Reorganize directory structure

author: Andrew Waterman <andrew@sifive.com> 2017-02-01 20:41:47 -0800
committer: Andrew Waterman <andrew@sifive.com> 2017-02-01 20:41:47 -0800
commit: ab6f8c9bd7bc85361fcf35667d1fddfaf367a53f (patch)
tree: 716a2118ca0565dbb4e7903723f283ae4dd13c46 /src/extensions.tex
parent: 207a7c6ee51aa2fd74d4618cd1369ddc21706b9e (diff)
download: riscv-isa-manual-ab6f8c9bd7bc85361fcf35667d1fddfaf367a53f.zip
riscv-isa-manual-ab6f8c9bd7bc85361fcf35667d1fddfaf367a53f.tar.gz
riscv-isa-manual-ab6f8c9bd7bc85361fcf35667d1fddfaf367a53f.tar.bz2
1 files changed, 381 insertions, 0 deletions
diff --git a/src/extensions.tex b/src/extensions.tex
new file mode 100644
index 0000000..4346422
--- /dev/null
+++ b/src/extensions.tex
@@ -0,0 +1,381 @@
+\chapter{Extending RISC-V}
+\label{extensions}
+
+In addition to supporting standard general-purpose software
+development, another goal of RISC-V is to provide a basis for more
+specialized instruction-set extensions or more customized
+accelerators.  The instruction encoding spaces and optional
+variable-length instruction encoding are designed to make it easier to
+leverage software development effort for the standard ISA toolchain
+when building more customized processors.  For example, the intent is
+to continue to provide full software support for implementations that
+only use the standard I base, perhaps together with many non-standard
+instruction-set extensions.
+
+This chapter describes various ways in which the base RISC-V ISA can
+be extended, together with the scheme for managing instruction-set
+extensions developed by independent groups.  This volume only deals
+with the user-level ISA, although the same approach and terminology is
+used for supervisor-level extensions described in the second volume.
+
+\section{Extension Terminology}
+
+This section defines some standard terminology for describing RISC-V
+extensions.
+\vspace{-0.2in}
+\subsection*{Standard versus Non-Standard Extension}
+
+Any RISC-V processor implementation must support a base integer ISA
+(RV32I or RV64I).  In addition, an implementation may support one or
+more extensions.  We divide extensions into two broad categories: {\em
+  standard} versus {\em non-standard}.
+\begin{itemize}
+\item A standard extension is one that is generally useful and that is
+  designed to not conflict with any other standard extension.

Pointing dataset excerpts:

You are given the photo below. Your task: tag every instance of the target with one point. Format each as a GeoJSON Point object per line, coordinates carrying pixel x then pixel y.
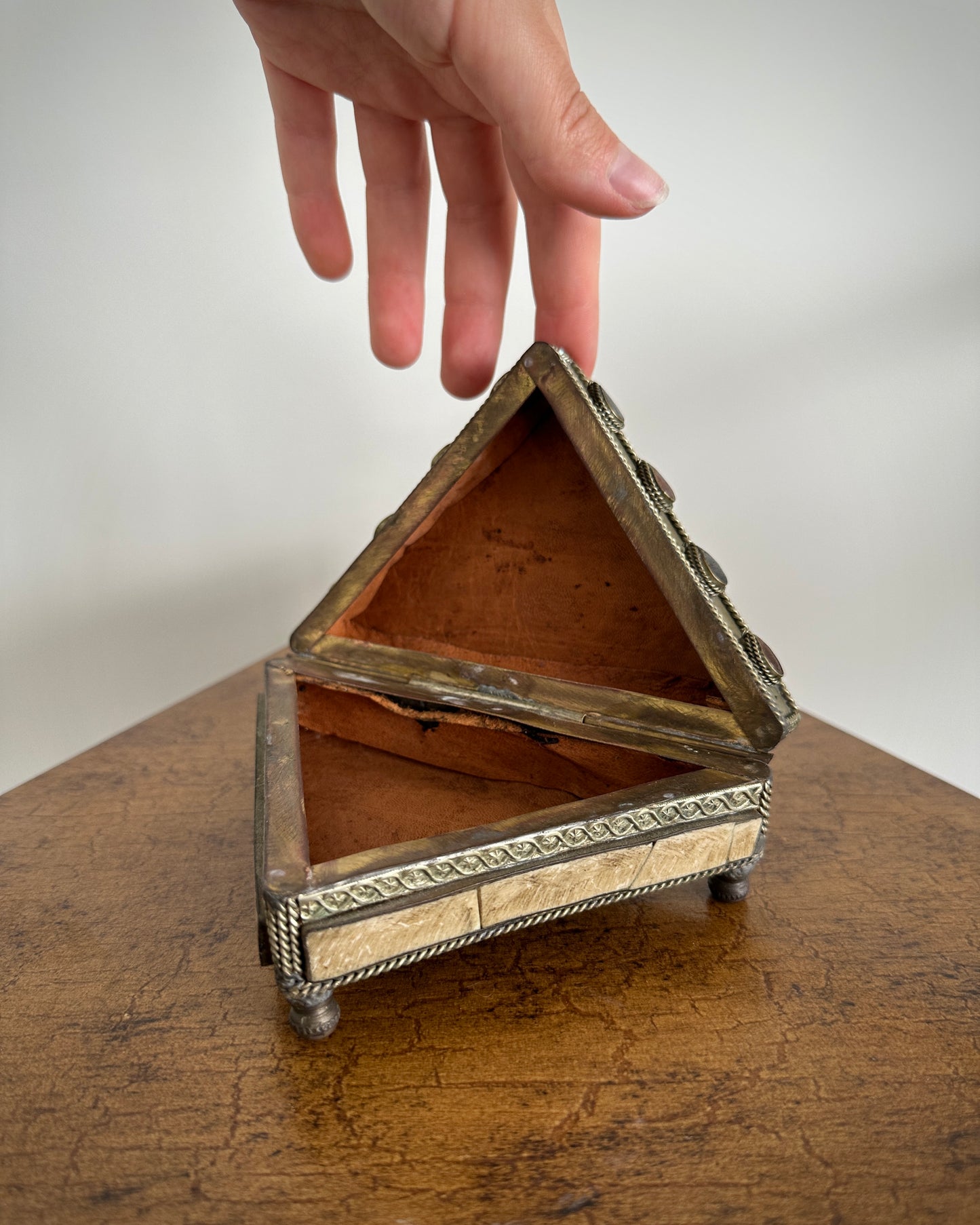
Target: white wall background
{"type": "Point", "coordinates": [196, 440]}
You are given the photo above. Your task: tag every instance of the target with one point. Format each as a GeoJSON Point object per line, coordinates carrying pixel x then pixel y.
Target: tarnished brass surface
{"type": "Point", "coordinates": [762, 711]}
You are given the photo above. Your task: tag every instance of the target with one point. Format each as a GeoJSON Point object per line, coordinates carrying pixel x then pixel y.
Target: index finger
{"type": "Point", "coordinates": [564, 256]}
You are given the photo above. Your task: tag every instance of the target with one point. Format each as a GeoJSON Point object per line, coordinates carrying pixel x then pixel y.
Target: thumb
{"type": "Point", "coordinates": [512, 56]}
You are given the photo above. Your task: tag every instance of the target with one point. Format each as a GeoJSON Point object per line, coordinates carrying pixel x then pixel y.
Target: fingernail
{"type": "Point", "coordinates": [636, 182]}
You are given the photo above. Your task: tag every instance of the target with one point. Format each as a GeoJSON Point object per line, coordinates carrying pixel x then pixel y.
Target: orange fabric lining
{"type": "Point", "coordinates": [378, 772]}
{"type": "Point", "coordinates": [531, 570]}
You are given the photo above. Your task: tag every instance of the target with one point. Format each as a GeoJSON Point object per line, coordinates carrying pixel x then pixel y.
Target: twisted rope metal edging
{"type": "Point", "coordinates": [614, 431]}
{"type": "Point", "coordinates": [474, 937]}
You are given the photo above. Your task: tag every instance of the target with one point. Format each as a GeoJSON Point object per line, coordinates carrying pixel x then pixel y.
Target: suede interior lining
{"type": "Point", "coordinates": [378, 771]}
{"type": "Point", "coordinates": [524, 566]}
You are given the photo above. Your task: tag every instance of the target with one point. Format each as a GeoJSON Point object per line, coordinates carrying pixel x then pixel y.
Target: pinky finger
{"type": "Point", "coordinates": [307, 136]}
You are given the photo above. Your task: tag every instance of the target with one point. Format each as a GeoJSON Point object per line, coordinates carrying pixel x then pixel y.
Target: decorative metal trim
{"type": "Point", "coordinates": [524, 851]}
{"type": "Point", "coordinates": [726, 612]}
{"type": "Point", "coordinates": [503, 929]}
{"type": "Point", "coordinates": [284, 924]}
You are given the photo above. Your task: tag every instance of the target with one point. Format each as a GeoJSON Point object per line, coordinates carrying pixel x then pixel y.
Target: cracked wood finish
{"type": "Point", "coordinates": [804, 1056]}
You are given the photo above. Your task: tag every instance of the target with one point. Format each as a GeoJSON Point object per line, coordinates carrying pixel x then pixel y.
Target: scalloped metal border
{"type": "Point", "coordinates": [682, 542]}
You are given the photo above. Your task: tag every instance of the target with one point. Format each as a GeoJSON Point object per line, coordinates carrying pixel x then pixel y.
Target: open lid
{"type": "Point", "coordinates": [539, 571]}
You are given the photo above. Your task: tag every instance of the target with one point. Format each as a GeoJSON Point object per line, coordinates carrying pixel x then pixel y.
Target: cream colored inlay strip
{"type": "Point", "coordinates": [560, 884]}
{"type": "Point", "coordinates": [335, 951]}
{"type": "Point", "coordinates": [744, 838]}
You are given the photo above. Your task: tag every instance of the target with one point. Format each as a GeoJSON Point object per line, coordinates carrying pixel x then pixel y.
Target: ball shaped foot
{"type": "Point", "coordinates": [730, 886]}
{"type": "Point", "coordinates": [316, 1018]}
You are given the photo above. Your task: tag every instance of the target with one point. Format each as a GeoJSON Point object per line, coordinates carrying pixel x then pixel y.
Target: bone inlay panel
{"type": "Point", "coordinates": [334, 951]}
{"type": "Point", "coordinates": [682, 854]}
{"type": "Point", "coordinates": [560, 884]}
{"type": "Point", "coordinates": [744, 838]}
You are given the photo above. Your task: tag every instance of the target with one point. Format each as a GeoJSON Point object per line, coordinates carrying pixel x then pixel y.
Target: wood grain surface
{"type": "Point", "coordinates": [808, 1055]}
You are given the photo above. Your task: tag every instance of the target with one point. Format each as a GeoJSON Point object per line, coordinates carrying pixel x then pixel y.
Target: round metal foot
{"type": "Point", "coordinates": [730, 886]}
{"type": "Point", "coordinates": [316, 1017]}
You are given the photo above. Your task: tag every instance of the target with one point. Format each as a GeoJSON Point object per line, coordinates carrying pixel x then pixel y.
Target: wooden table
{"type": "Point", "coordinates": [804, 1056]}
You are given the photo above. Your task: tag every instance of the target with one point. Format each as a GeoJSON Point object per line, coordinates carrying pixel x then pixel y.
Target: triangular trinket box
{"type": "Point", "coordinates": [528, 696]}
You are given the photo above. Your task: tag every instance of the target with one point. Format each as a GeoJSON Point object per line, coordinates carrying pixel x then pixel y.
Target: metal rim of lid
{"type": "Point", "coordinates": [708, 568]}
{"type": "Point", "coordinates": [608, 406]}
{"type": "Point", "coordinates": [762, 656]}
{"type": "Point", "coordinates": [656, 484]}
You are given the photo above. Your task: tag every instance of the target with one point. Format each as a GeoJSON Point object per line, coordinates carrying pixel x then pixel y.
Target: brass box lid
{"type": "Point", "coordinates": [539, 572]}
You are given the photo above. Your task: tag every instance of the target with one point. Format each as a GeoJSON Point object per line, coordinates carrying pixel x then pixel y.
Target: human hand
{"type": "Point", "coordinates": [509, 123]}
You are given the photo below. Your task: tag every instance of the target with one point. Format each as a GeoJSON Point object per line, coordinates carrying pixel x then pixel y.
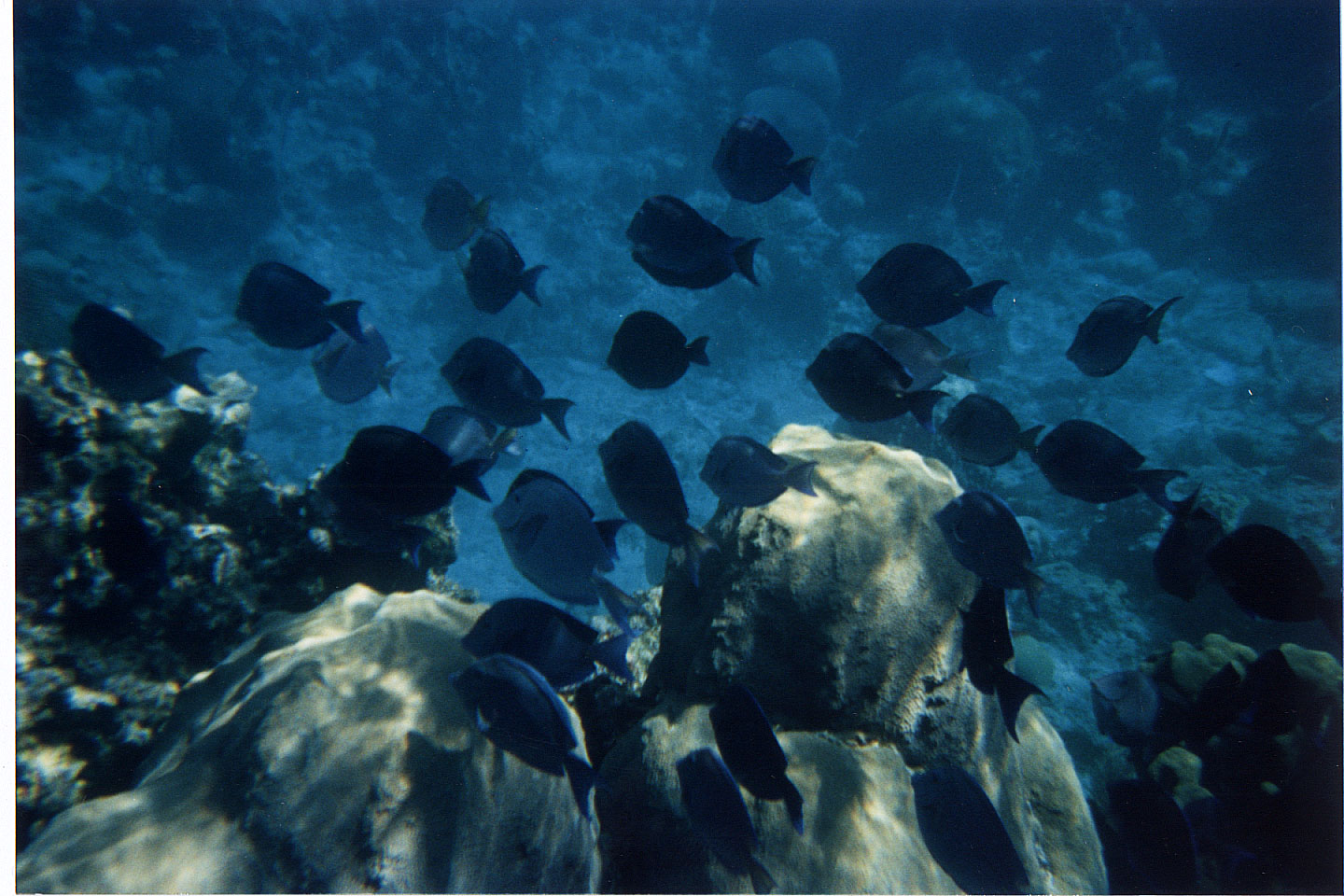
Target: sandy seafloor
{"type": "Point", "coordinates": [1080, 150]}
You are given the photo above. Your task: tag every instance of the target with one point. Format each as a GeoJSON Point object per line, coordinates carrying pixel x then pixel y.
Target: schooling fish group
{"type": "Point", "coordinates": [527, 651]}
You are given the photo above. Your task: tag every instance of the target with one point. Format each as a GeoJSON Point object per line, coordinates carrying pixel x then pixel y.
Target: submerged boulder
{"type": "Point", "coordinates": [329, 754]}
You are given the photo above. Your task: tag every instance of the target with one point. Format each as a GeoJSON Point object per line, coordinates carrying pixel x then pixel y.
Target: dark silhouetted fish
{"type": "Point", "coordinates": [1156, 837]}
{"type": "Point", "coordinates": [964, 833]}
{"type": "Point", "coordinates": [986, 647]}
{"type": "Point", "coordinates": [859, 381]}
{"type": "Point", "coordinates": [984, 431]}
{"type": "Point", "coordinates": [984, 536]}
{"type": "Point", "coordinates": [753, 162]}
{"type": "Point", "coordinates": [919, 352]}
{"type": "Point", "coordinates": [1179, 560]}
{"type": "Point", "coordinates": [465, 436]}
{"type": "Point", "coordinates": [918, 285]}
{"type": "Point", "coordinates": [495, 273]}
{"type": "Point", "coordinates": [1092, 464]}
{"type": "Point", "coordinates": [555, 544]}
{"type": "Point", "coordinates": [522, 713]}
{"type": "Point", "coordinates": [1109, 335]}
{"type": "Point", "coordinates": [1269, 575]}
{"type": "Point", "coordinates": [121, 360]}
{"type": "Point", "coordinates": [492, 381]}
{"type": "Point", "coordinates": [742, 471]}
{"type": "Point", "coordinates": [718, 816]}
{"type": "Point", "coordinates": [679, 247]}
{"type": "Point", "coordinates": [287, 309]}
{"type": "Point", "coordinates": [544, 637]}
{"type": "Point", "coordinates": [648, 491]}
{"type": "Point", "coordinates": [751, 752]}
{"type": "Point", "coordinates": [347, 371]}
{"type": "Point", "coordinates": [452, 214]}
{"type": "Point", "coordinates": [394, 474]}
{"type": "Point", "coordinates": [648, 351]}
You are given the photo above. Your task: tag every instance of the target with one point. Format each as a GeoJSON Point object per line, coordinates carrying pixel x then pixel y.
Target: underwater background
{"type": "Point", "coordinates": [1080, 150]}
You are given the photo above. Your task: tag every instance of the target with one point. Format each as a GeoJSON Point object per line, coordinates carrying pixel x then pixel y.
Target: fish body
{"type": "Point", "coordinates": [552, 641]}
{"type": "Point", "coordinates": [347, 371]}
{"type": "Point", "coordinates": [1089, 462]}
{"type": "Point", "coordinates": [287, 309]}
{"type": "Point", "coordinates": [918, 285]}
{"type": "Point", "coordinates": [495, 273]}
{"type": "Point", "coordinates": [452, 214]}
{"type": "Point", "coordinates": [964, 833]}
{"type": "Point", "coordinates": [125, 361]}
{"type": "Point", "coordinates": [679, 247]}
{"type": "Point", "coordinates": [648, 351]}
{"type": "Point", "coordinates": [751, 752]}
{"type": "Point", "coordinates": [753, 162]}
{"type": "Point", "coordinates": [742, 471]}
{"type": "Point", "coordinates": [1111, 333]}
{"type": "Point", "coordinates": [522, 715]}
{"type": "Point", "coordinates": [984, 431]}
{"type": "Point", "coordinates": [494, 382]}
{"type": "Point", "coordinates": [859, 381]}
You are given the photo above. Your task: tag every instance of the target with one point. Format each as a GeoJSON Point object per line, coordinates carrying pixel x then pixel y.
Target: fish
{"type": "Point", "coordinates": [645, 486]}
{"type": "Point", "coordinates": [751, 752]}
{"type": "Point", "coordinates": [1089, 462]}
{"type": "Point", "coordinates": [753, 162]}
{"type": "Point", "coordinates": [495, 273]}
{"type": "Point", "coordinates": [561, 648]}
{"type": "Point", "coordinates": [1179, 563]}
{"type": "Point", "coordinates": [650, 352]}
{"type": "Point", "coordinates": [1269, 575]}
{"type": "Point", "coordinates": [287, 309]}
{"type": "Point", "coordinates": [964, 833]}
{"type": "Point", "coordinates": [742, 471]}
{"type": "Point", "coordinates": [859, 381]}
{"type": "Point", "coordinates": [452, 214]}
{"type": "Point", "coordinates": [1111, 333]}
{"type": "Point", "coordinates": [127, 363]}
{"type": "Point", "coordinates": [522, 715]}
{"type": "Point", "coordinates": [984, 536]}
{"type": "Point", "coordinates": [492, 381]}
{"type": "Point", "coordinates": [347, 371]}
{"type": "Point", "coordinates": [921, 354]}
{"type": "Point", "coordinates": [918, 285]}
{"type": "Point", "coordinates": [1156, 837]}
{"type": "Point", "coordinates": [984, 431]}
{"type": "Point", "coordinates": [554, 541]}
{"type": "Point", "coordinates": [986, 647]}
{"type": "Point", "coordinates": [465, 436]}
{"type": "Point", "coordinates": [679, 247]}
{"type": "Point", "coordinates": [718, 816]}
{"type": "Point", "coordinates": [396, 474]}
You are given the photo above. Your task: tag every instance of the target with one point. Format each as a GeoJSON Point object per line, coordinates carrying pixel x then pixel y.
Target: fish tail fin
{"type": "Point", "coordinates": [581, 779]}
{"type": "Point", "coordinates": [527, 282]}
{"type": "Point", "coordinates": [182, 367]}
{"type": "Point", "coordinates": [1154, 483]}
{"type": "Point", "coordinates": [345, 315]}
{"type": "Point", "coordinates": [695, 351]}
{"type": "Point", "coordinates": [800, 477]}
{"type": "Point", "coordinates": [800, 172]}
{"type": "Point", "coordinates": [980, 299]}
{"type": "Point", "coordinates": [1013, 692]}
{"type": "Point", "coordinates": [922, 404]}
{"type": "Point", "coordinates": [385, 379]}
{"type": "Point", "coordinates": [744, 257]}
{"type": "Point", "coordinates": [554, 409]}
{"type": "Point", "coordinates": [1155, 318]}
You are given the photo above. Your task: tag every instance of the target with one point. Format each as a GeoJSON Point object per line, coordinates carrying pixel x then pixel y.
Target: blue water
{"type": "Point", "coordinates": [1080, 150]}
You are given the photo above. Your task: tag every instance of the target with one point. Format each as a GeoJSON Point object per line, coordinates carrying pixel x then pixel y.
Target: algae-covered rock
{"type": "Point", "coordinates": [329, 754]}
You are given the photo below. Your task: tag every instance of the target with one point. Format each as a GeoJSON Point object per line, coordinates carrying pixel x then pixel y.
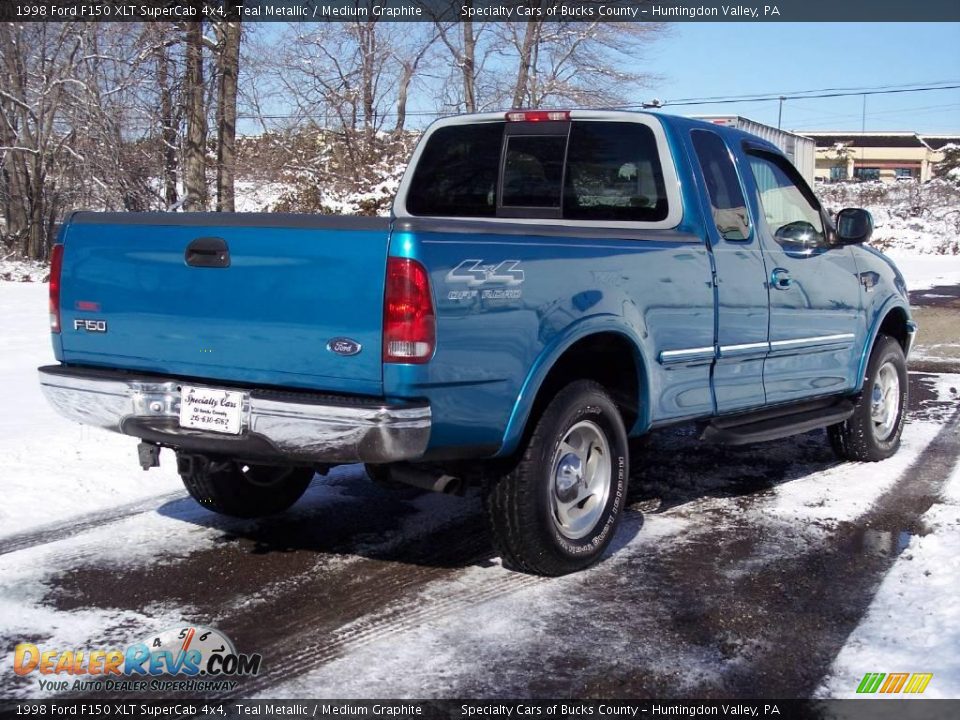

PROBLEMS AND TASKS =>
1. Answer these questions using the RISC-V commit page:
(a) Who is listed as the author of the commit?
(b) How many insertions does the commit make?
(c) Which base integer ISAs must any RISC-V processor implementation support?
2. According to the RISC-V commit page, why were the instruction encoding spaces and the optional variable-length instruction encoding designed the way they were? Answer in one to three sentences.
3. Go on with the RISC-V extensions chapter on the commit page, starting after its last sentence.

RESPONSES TO THE TASKS =>
1.
(a) Andrew Waterman
(b) 381
(c) RV32I or RV64I

2. They were designed to make it easier to reuse the software development effort for the standard ISA toolchain when building more customized processors. The stated aim is to keep full software support for implementations that use only the standard I base, possibly along with many non-standard extensions.

3.
+  Currently, ``MAFDQLCBTPV'', described in other chapters of this
+  manual, are either complete or planned standard extensions.
+\item A non-standard extension may be highly specialized and may
+  conflict with other standard or non-standard extensions.  We
+  anticipate a wide variety of non-standard extensions will be
+  developed over time, with some eventually being promoted to standard
+  extensions.
+\end{itemize}
+
+\vspace{-0.2in}
+\subsection*{Instruction Encoding Spaces and Prefixes}
+
+An instruction encoding space is some number of instruction bits
+within which a base ISA or ISA extension is encoded.  RISC-V supports
+varying instruction lengths, but even within a single instruction
+length, there are various sizes of encoding space available.  For
+example, the base ISA is defined within a 30-bit encoding space (bits
+31--2 of the 32-bit instruction), while the atomic extension ``A''
+fits within a 25-bit encoding space (bits 31--7).
+
+We use the term {\em prefix} to refer to the bits to the {\em right}
+of an instruction encoding space (since RISC-V is little-endian, the
+bits to the right are stored at earlier memory addresses, hence form a
+prefix in instruction-fetch order).  The prefix for the standard base
+ISA encoding is the two-bit ``11'' field held in bits 1--0 of the
+32-bit word, while the prefix for the standard atomic extension ``A''
+is the seven-bit ``0101111'' field held in bits 6--0 of the 32-bit
+word representing the AMO major opcode.  A quirk of the encoding
+format is that the 3-bit funct3 field used to encode a minor opcode is
+not contiguous with the major opcode bits in the 32-bit instruction
+format, but is considered part of the prefix for 22-bit instruction
+spaces.
+
+Although an instruction encoding space could be of any size, adopting
+a smaller set of common sizes simplifies packing independently
+developed extensions into a single global encoding.
+Table~\ref{encodingspaces} gives the suggested sizes for RISC-V.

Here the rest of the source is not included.